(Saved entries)

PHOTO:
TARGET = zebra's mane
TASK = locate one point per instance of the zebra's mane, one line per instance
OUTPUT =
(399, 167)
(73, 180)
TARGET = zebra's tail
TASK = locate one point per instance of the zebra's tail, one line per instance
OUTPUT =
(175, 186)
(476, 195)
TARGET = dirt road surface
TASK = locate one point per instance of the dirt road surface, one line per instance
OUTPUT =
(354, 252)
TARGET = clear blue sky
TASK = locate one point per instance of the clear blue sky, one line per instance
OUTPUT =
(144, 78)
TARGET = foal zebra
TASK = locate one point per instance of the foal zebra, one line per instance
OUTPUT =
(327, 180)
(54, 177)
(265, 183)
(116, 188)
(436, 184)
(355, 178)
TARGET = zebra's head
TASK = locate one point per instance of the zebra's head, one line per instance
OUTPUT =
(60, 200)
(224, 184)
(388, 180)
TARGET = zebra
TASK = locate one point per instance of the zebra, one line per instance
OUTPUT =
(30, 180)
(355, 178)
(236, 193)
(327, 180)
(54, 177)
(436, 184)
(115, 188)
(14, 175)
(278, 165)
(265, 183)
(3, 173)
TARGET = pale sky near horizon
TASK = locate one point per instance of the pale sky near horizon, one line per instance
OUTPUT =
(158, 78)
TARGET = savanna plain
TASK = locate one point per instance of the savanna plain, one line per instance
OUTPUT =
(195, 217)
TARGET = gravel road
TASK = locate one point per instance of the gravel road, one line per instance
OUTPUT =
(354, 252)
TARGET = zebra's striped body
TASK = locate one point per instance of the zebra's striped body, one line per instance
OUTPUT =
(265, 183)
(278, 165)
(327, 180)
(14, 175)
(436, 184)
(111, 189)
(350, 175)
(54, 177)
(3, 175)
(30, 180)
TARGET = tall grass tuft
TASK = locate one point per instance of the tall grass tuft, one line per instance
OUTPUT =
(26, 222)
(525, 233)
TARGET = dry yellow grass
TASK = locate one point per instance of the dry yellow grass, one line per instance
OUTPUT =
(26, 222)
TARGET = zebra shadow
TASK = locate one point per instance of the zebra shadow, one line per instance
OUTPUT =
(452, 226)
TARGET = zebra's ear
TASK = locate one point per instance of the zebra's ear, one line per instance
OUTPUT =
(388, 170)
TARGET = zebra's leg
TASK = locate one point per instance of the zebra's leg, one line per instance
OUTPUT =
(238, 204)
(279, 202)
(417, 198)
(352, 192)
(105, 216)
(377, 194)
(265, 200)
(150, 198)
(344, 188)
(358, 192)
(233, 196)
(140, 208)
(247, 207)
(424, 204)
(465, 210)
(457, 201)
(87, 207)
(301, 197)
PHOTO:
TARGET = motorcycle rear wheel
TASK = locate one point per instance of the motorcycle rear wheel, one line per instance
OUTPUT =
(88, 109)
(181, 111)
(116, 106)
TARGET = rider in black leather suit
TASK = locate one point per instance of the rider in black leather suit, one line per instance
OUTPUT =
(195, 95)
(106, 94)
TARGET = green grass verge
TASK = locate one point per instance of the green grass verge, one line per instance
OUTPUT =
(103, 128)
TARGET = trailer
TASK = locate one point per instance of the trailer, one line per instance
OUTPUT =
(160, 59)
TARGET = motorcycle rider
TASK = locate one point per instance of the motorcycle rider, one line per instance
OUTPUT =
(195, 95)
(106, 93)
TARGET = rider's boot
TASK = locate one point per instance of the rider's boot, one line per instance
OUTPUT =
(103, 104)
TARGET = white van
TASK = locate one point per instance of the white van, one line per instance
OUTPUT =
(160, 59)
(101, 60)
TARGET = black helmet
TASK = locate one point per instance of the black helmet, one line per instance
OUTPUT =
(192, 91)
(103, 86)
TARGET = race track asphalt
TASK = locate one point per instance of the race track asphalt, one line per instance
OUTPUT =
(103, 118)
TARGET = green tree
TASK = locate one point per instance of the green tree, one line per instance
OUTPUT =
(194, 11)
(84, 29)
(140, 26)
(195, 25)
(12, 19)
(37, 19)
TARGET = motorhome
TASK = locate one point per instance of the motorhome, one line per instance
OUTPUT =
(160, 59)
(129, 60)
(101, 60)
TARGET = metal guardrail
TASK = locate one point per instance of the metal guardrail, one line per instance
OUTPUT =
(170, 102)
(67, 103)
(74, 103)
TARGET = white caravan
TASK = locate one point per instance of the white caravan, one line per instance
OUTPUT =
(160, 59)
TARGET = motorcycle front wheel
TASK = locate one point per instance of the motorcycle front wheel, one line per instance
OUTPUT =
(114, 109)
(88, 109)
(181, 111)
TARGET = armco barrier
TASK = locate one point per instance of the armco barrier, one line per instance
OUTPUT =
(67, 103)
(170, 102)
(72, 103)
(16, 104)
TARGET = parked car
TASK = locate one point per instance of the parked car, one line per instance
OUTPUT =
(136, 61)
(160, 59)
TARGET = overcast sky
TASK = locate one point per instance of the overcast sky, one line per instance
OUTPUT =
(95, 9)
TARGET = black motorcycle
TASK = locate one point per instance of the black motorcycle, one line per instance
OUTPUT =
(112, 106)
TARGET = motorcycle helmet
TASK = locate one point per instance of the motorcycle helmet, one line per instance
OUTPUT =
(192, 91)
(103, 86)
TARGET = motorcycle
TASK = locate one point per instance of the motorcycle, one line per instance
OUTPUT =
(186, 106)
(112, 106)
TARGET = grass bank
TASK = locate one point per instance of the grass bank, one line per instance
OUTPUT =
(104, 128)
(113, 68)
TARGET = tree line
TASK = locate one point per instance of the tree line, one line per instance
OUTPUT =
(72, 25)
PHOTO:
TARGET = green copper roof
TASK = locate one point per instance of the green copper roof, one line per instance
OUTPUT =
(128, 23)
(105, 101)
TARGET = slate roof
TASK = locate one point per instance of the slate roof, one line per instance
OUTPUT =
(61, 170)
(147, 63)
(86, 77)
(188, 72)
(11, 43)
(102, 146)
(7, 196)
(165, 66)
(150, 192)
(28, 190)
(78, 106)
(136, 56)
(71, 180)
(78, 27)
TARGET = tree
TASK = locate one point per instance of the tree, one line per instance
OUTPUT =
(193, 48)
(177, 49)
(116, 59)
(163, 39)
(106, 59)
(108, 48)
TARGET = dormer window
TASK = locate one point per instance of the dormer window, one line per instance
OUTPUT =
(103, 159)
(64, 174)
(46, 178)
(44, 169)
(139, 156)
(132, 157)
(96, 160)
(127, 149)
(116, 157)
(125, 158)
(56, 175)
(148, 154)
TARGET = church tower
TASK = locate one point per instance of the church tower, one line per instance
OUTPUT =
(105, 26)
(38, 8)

## WORK TO COMPLETE
Can you give every line above again, exactly as written?

## PROBLEM SOLUTION
PHOTO:
TARGET = zebra's mane
TASK = locate one point per instance of the zebra's mane, one line per instance
OUTPUT =
(399, 167)
(73, 180)
TARGET = zebra's tail
TASK = locate one point per instance of the zebra's tail, one line per instance
OUTPUT =
(175, 186)
(476, 195)
TARGET = dirt road surface
TASK = locate one point per instance of the dirt road surface, one line per instance
OUTPUT =
(354, 252)
TARGET = clear blue sky
TASK = locate one point per instance of the clear blue sky, one line per instance
OUTPUT =
(144, 78)
TARGET = foal zebra
TASK = locate one point per instance of the foal zebra, one line per instance
OUTPUT =
(327, 180)
(54, 177)
(265, 183)
(116, 188)
(436, 184)
(355, 178)
TARGET = zebra's head
TASK = locate one point per instance of the zebra's head, one line per instance
OUTPUT =
(60, 200)
(224, 184)
(388, 180)
TARGET = zebra
TASK = locate one point per instance of the zebra, one line per instance
OUTPUT =
(30, 180)
(355, 178)
(236, 193)
(327, 180)
(54, 177)
(436, 184)
(115, 188)
(14, 175)
(278, 165)
(265, 183)
(3, 173)
TARGET = pale sky near horizon
TASK = locate one point per instance of the pale sky near horizon, one line per instance
OUTPUT =
(158, 78)
TARGET = savanna plain
TASK = locate one point per instance of the savanna plain, one line per instance
OUTPUT =
(195, 217)
TARGET = gravel road
TASK = locate one point per instance of the gravel road, one line per instance
OUTPUT =
(354, 252)
TARGET = zebra's striped body
TASK = locate one point per instance of the zebra's striped body, one line per instance
OUTPUT =
(265, 183)
(278, 165)
(327, 180)
(14, 175)
(436, 184)
(111, 189)
(350, 175)
(54, 177)
(3, 175)
(30, 180)
TARGET = tall grass tuft
TASK = locate one point per instance of the tall grass tuft, one line per instance
OUTPUT =
(26, 222)
(525, 233)
TARGET = dry yellow grass
TASK = locate one point per instance of the dry yellow grass, one line per instance
OUTPUT =
(26, 222)
TARGET = zebra shadow
TASK = locate one point per instance of the zebra shadow, one line per instance
OUTPUT =
(452, 226)
TARGET = zebra's ear
TASK = locate one point per instance of the zebra's ear, one line per instance
OUTPUT =
(388, 170)
TARGET = zebra's leg
TASK = locate one point per instance of the zebra's leg, one line per instance
OUTPUT =
(238, 204)
(279, 202)
(417, 198)
(352, 192)
(105, 216)
(377, 194)
(265, 200)
(150, 198)
(344, 188)
(358, 192)
(233, 196)
(140, 208)
(247, 207)
(424, 204)
(465, 210)
(457, 201)
(87, 207)
(301, 197)
PHOTO:
TARGET = motorcycle rear wheel
TASK = locate one point per instance of the motorcycle rear wheel, one line per instance
OUTPUT =
(88, 109)
(181, 111)
(116, 106)
TARGET = rider in black leather suit
TASK = locate one point per instance of the rider in black leather suit, one line per instance
OUTPUT =
(195, 95)
(106, 94)
TARGET = green grass verge
TASK = locate one point per instance of the green grass verge, one line per instance
OUTPUT =
(103, 128)
TARGET = trailer
TASK = locate one point per instance of the trailer, one line per instance
OUTPUT =
(160, 59)
TARGET = motorcycle rider
TASK = locate one point per instance of the motorcycle rider, one line per instance
OUTPUT =
(195, 95)
(106, 93)
TARGET = rider's boot
TASK = locate one point per instance of the rider's boot, one line per instance
OUTPUT =
(103, 104)
TARGET = white van
TASK = locate one point per instance of the white van, one line per instance
OUTPUT =
(160, 59)
(101, 60)
TARGET = black helmet
TASK = locate one point per instance of the black helmet, one line per instance
OUTPUT =
(192, 91)
(103, 86)
TARGET = race track asphalt
TASK = locate one point per instance of the race track asphalt, one line per instance
OUTPUT =
(103, 118)
TARGET = green tree
TASK = locate one point per instance of the green tree, one line per instance
OUTPUT =
(194, 11)
(84, 29)
(140, 26)
(195, 25)
(12, 19)
(37, 19)
TARGET = motorhome
TASK = locate one point per instance of the motorhome, one line per instance
OUTPUT =
(160, 59)
(129, 60)
(101, 60)
TARGET = metal guardrail
TASK = locate one point per instance of the metal guardrail, one line per instance
OUTPUT =
(170, 102)
(67, 103)
(74, 103)
TARGET = white caravan
TASK = locate one point per instance of the white caravan, one line per instance
OUTPUT =
(160, 59)
TARGET = motorcycle front wheel
TASK = locate one point per instance of the motorcycle front wheel, one line per instance
OUTPUT =
(114, 109)
(88, 109)
(181, 111)
TARGET = armco barrier
TASK = locate one point per instance of the armco barrier, one line per instance
OUTPUT =
(67, 103)
(170, 102)
(72, 103)
(16, 104)
TARGET = parked car
TASK = locate one point per instance of the parked car, one line per instance
OUTPUT =
(136, 61)
(160, 59)
TARGET = overcast sky
TASK = locate one point per instance of the overcast sky, one line per instance
OUTPUT =
(95, 9)
TARGET = black motorcycle
TASK = locate one point per instance of the black motorcycle, one line per instance
OUTPUT =
(112, 106)
TARGET = motorcycle helmet
TASK = locate one point per instance of the motorcycle helmet, one line per instance
OUTPUT =
(192, 91)
(103, 86)
TARGET = motorcycle
TASK = locate one point per instance of the motorcycle, one line per instance
OUTPUT =
(186, 106)
(112, 106)
TARGET = grass bank
TASK = locate one point per instance of the grass bank, one line per instance
OUTPUT =
(104, 128)
(113, 68)
TARGET = tree line
TASK = locate one point per instance of the tree line, one line per instance
OUTPUT =
(72, 25)
PHOTO:
TARGET = green copper roof
TASK = locate one point per instance of the green copper roof, one line per instance
OUTPUT =
(128, 23)
(105, 101)
TARGET = slate roof
TASK = locate one point per instance of the slate roof, one line per instance
OUTPUT =
(61, 170)
(147, 63)
(86, 77)
(188, 72)
(11, 43)
(102, 146)
(7, 196)
(165, 66)
(150, 192)
(28, 190)
(78, 106)
(136, 56)
(71, 180)
(78, 27)
TARGET = tree
TASK = locate one point per instance of the tree, one line per instance
OUTPUT =
(193, 48)
(177, 49)
(116, 59)
(163, 39)
(106, 59)
(108, 48)
TARGET = dormer window
TASK = locate one point per instance of the dormer window, one line per instance
OUTPUT =
(103, 159)
(64, 174)
(46, 178)
(44, 169)
(139, 156)
(132, 157)
(96, 160)
(127, 149)
(116, 157)
(125, 158)
(56, 175)
(148, 154)
TARGET = church tower
TASK = locate one point per instance of the church tower, one line per instance
OUTPUT =
(105, 26)
(38, 8)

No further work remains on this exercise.